■ ACTIVITY:
Set down exactly each line of the entries below, beginning at the one that contains "Target: wall-mounted framed picture" and ending at the last, and no others.
-------- THE DATA --------
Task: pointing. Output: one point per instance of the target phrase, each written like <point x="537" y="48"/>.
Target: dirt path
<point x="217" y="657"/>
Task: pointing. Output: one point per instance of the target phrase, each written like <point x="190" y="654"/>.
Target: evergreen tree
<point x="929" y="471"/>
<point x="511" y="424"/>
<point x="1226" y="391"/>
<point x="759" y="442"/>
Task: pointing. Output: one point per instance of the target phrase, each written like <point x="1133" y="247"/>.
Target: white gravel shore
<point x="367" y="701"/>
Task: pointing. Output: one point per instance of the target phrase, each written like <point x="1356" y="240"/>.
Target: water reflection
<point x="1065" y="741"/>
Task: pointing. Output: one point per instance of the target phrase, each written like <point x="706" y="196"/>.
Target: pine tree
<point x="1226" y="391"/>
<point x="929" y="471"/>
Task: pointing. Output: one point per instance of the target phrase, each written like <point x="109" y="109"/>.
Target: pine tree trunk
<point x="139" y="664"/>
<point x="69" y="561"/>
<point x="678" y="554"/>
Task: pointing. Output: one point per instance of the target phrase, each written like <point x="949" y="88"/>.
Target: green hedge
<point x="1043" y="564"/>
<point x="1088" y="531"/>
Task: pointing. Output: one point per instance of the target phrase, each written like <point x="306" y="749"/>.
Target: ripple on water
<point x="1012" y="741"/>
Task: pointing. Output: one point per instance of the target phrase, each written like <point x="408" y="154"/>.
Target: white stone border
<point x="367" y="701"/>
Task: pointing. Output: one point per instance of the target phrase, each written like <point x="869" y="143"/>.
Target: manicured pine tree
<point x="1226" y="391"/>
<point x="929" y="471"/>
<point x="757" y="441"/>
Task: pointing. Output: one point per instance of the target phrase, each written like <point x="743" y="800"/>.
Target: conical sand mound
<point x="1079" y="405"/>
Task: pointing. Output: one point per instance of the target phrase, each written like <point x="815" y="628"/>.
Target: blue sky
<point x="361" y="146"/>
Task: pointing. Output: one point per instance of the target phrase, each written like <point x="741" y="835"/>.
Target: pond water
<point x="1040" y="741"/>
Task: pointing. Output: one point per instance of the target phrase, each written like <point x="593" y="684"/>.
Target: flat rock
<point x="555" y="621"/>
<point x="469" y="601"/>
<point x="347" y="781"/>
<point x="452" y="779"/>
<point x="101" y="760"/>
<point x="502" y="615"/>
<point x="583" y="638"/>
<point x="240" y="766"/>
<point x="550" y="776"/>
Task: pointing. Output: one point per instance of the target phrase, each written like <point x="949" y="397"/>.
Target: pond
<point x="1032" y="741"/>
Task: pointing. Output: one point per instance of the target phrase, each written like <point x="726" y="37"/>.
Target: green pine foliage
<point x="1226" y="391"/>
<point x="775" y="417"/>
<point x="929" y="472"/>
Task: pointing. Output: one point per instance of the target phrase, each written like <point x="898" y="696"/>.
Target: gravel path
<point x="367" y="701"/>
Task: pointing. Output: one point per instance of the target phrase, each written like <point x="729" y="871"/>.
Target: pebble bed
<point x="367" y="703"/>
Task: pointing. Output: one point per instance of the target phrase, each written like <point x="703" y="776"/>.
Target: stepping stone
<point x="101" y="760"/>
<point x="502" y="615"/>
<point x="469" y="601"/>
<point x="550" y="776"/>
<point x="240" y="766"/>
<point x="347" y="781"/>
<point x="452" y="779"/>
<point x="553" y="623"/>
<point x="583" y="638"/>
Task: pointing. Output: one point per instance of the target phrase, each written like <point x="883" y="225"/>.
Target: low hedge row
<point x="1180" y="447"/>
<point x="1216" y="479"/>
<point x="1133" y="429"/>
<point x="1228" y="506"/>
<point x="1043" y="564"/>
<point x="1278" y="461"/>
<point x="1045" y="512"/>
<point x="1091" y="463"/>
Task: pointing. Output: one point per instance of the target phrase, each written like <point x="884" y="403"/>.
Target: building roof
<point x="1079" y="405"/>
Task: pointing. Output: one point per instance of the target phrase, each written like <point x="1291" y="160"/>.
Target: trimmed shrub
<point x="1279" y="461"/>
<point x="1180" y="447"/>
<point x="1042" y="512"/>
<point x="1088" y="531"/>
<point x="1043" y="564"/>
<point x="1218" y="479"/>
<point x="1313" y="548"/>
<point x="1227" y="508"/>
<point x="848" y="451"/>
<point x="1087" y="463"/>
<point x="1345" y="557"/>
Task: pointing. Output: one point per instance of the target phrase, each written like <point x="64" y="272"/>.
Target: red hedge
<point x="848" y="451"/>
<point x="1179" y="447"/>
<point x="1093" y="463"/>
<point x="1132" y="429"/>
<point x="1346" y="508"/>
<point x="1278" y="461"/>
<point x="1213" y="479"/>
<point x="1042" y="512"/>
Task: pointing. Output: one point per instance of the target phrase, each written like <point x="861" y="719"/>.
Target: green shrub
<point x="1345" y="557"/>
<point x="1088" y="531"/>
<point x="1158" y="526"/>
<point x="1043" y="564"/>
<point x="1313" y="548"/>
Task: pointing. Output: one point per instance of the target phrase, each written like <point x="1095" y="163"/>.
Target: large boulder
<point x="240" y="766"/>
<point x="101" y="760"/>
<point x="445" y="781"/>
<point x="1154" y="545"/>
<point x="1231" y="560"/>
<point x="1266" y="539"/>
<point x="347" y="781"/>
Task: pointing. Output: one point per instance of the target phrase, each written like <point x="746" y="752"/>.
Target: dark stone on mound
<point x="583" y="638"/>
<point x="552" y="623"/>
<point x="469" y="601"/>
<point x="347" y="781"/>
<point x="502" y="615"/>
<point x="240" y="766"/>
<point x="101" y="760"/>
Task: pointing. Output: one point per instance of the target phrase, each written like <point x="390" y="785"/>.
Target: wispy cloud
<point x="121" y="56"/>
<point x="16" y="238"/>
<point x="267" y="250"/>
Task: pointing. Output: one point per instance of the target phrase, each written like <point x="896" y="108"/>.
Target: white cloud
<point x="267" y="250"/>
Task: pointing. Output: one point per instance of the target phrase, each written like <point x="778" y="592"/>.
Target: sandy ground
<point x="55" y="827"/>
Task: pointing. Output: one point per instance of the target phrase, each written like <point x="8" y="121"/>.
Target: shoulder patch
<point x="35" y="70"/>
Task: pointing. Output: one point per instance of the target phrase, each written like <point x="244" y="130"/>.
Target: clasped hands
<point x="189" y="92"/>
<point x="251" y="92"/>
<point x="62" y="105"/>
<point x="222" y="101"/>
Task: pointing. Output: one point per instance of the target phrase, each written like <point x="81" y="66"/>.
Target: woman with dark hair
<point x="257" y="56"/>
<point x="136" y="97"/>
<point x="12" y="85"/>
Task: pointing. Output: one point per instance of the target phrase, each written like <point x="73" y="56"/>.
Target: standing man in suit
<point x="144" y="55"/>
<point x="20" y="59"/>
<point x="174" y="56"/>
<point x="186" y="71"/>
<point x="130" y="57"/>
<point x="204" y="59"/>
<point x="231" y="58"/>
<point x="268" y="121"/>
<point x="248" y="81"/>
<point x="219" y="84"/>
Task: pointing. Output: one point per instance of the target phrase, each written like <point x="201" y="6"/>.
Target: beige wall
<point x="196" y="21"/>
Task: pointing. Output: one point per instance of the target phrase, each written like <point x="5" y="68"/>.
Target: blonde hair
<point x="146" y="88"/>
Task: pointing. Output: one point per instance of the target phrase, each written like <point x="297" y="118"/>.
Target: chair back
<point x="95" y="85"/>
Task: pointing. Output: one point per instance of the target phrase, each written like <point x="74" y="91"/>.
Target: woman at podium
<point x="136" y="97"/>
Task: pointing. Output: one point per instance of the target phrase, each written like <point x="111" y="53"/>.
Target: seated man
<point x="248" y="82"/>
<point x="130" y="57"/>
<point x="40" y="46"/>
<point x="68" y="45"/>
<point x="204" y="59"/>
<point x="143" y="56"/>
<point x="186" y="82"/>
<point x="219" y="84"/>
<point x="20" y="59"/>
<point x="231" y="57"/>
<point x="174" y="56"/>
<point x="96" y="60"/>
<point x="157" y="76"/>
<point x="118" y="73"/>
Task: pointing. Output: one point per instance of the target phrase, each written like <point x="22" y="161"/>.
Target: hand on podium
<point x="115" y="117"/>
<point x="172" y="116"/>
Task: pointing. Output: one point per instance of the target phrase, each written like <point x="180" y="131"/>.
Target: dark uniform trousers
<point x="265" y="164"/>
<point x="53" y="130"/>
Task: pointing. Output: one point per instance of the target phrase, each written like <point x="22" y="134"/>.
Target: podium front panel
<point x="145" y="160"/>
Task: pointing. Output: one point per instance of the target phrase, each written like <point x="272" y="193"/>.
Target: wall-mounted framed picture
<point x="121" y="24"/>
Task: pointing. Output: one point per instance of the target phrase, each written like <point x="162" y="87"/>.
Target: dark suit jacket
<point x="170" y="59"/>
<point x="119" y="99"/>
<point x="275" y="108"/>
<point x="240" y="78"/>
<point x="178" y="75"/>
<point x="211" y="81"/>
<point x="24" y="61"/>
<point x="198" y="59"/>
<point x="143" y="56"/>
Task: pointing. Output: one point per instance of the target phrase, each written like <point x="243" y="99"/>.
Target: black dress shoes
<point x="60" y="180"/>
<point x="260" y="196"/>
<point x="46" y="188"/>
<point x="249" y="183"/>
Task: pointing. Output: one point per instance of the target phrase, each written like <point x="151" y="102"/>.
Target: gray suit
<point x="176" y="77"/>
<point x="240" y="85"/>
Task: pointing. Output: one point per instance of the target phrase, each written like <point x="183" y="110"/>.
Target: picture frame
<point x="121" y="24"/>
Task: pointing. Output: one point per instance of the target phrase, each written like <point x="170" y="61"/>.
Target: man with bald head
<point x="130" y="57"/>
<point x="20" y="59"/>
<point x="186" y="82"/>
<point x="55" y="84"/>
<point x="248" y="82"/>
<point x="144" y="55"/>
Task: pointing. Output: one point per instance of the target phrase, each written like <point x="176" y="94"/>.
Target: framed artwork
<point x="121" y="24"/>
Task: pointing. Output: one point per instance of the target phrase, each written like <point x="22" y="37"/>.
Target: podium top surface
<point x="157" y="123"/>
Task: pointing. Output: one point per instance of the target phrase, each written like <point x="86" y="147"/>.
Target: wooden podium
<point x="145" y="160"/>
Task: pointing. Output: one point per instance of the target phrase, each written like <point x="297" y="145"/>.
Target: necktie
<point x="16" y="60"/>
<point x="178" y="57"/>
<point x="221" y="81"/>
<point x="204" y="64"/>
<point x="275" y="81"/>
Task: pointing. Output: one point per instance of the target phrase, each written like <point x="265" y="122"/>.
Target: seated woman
--------
■ TASK RESPONSE:
Target: wall-mounted framed picture
<point x="121" y="24"/>
Task: pointing. Output: one point per instance of the target phrase, each written like <point x="162" y="87"/>.
Target: dark suit jacket
<point x="170" y="59"/>
<point x="119" y="99"/>
<point x="275" y="108"/>
<point x="240" y="78"/>
<point x="178" y="75"/>
<point x="211" y="81"/>
<point x="24" y="61"/>
<point x="198" y="59"/>
<point x="143" y="56"/>
Task: pointing. Output: one point per instance of the target phrase, each written like <point x="243" y="99"/>.
Target: black dress shoes
<point x="60" y="180"/>
<point x="260" y="196"/>
<point x="46" y="188"/>
<point x="249" y="183"/>
Task: pointing. Output: one point per instance of the target phrase, each written like <point x="151" y="102"/>.
Target: gray suit
<point x="176" y="77"/>
<point x="240" y="85"/>
Task: pointing. Output: one point per instance of the target phrase, each written like <point x="183" y="110"/>.
Target: picture frame
<point x="121" y="24"/>
Task: pointing. Output: one point per instance of the target phrase, each written like <point x="170" y="61"/>.
Target: man with bald head
<point x="130" y="57"/>
<point x="20" y="59"/>
<point x="186" y="82"/>
<point x="55" y="84"/>
<point x="248" y="82"/>
<point x="144" y="55"/>
Task: pointing. Output: one point per instance of the target phrase, each written like <point x="176" y="94"/>.
Target: framed artwork
<point x="121" y="24"/>
Task: pointing. Output: one point per instance of the target phrase, each written like <point x="22" y="37"/>.
Target: podium top surface
<point x="157" y="123"/>
Task: pointing. Output: one point per instance of the target phrase, each written like <point x="86" y="147"/>.
Target: wooden podium
<point x="145" y="160"/>
Task: pointing. Output: one point per instance of the target phrase, each written like <point x="297" y="145"/>.
Target: necktie
<point x="16" y="60"/>
<point x="178" y="57"/>
<point x="221" y="81"/>
<point x="204" y="64"/>
<point x="275" y="81"/>
Task: pointing. Output: one point per instance of the target phrase, each written like <point x="265" y="122"/>.
Target: seated woman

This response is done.